• _INSTRUCTIONS_:
1. In the Ichimoku Cloud text, what are the two main types of Ichimoku Cloud patterns across the EURX and USDX indices?
2. Reproduce the passage of the Ichimoku Cloud text that begins with the words "I have observed" and ends with "USDX for both daily and 4hr time frames.".

Ichimoku Alignment/Divergence: Observations
Definition of Ichimoku terms: Alignment and Divergence
Ichimoku Cloud: Divergence Examples
Ichimoku Cloud: Alignment Examples
Ichimoku Cloud Alignment Implications
There are two main types of Ichimoku Cloud patterns across the EURX and USDX indices: Alignment and Divergence. Each of these patterns brings with it certain trading conditions so that a knowledge and understanding of these patterns is most helpful for any trend trading.
I have observed a few such periods of ‘Alignment’ and ‘Divergence’ now and consider that I am able to formulate and report on some fairly valid observations.
2. Definition of Ichimoku terms
Ichimoku Cloud Alignment: By this I mean that the Index charts are aligned for either ‘risk on’ or ‘risk off’.
- price is above the Cloud on the EURX for both daily and 4hr time frames AND
- price is below the Cloud on the USDX for both daily and 4hr time frames.
- price is above the Cloud on the USDX for both daily and 4hr time frames AND
- price is below the Cloud on the EURX for both daily and 4hr time frames.
Alignment is quite rare but offers enhanced trend trading conditions and so should be harnessed at the earliest possibility.

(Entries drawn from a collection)
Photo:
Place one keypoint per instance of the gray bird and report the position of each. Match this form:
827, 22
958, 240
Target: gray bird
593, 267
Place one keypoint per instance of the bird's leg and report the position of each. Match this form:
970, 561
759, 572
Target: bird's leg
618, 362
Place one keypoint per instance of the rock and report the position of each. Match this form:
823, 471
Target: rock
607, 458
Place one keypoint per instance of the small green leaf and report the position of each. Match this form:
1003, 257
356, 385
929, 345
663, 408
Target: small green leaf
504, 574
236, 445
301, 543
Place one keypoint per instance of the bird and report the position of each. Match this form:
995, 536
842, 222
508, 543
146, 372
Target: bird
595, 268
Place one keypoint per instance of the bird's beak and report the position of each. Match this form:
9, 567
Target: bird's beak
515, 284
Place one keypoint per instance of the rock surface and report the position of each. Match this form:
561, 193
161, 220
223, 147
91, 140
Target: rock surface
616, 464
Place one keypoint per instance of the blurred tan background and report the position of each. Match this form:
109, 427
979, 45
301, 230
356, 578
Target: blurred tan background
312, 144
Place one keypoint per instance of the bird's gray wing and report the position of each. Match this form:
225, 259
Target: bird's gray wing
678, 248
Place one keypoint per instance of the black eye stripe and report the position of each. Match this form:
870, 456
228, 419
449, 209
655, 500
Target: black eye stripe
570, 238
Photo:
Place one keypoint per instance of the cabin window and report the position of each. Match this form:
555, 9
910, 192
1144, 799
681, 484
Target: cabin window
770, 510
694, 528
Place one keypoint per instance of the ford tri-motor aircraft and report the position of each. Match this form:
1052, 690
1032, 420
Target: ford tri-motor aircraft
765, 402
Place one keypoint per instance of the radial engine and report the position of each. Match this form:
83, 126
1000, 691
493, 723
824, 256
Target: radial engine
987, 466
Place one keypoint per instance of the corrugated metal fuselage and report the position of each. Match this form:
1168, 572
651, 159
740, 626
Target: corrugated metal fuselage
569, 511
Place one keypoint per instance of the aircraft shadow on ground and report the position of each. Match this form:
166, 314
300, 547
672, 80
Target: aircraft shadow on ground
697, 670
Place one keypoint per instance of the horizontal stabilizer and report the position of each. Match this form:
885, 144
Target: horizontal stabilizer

• _ANSWERS BELOW_:
1. Alignment and Divergence.

2.
I have observed a few such periods of ‘Alignment’ and ‘Divergence’ now and consider that I am able to formulate and report on some fairly valid observations.
2. Definition of Ichimoku terms
Ichimoku Cloud Alignment: By this I mean that the Index charts are aligned for either ‘risk on’ or ‘risk off’.
- price is above the Cloud on the EURX for both daily and 4hr time frames AND
- price is below the Cloud on the USDX for both daily and 4hr time frames.